-- BEGIN RECORDS PROVIDED --

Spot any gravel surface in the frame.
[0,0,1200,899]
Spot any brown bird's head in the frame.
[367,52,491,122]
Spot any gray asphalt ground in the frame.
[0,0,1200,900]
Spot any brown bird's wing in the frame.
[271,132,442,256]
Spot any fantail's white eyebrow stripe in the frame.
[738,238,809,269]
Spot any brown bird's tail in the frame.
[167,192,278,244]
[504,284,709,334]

-- END RECORDS PROVIDED --

EXERCISE TASK: Rewrite the lines of the listing as a numbered list, omitting any blank lines, starting at the line that contains "Spot any fantail's" and ending at the final line of the listing, both included.

EXERCISE SOLUTION:
1. Spot any fantail's white eyebrow stripe in the frame.
2. [738,238,809,269]
3. Spot any brown bird's tail in the frame.
4. [167,192,278,244]
5. [504,284,709,334]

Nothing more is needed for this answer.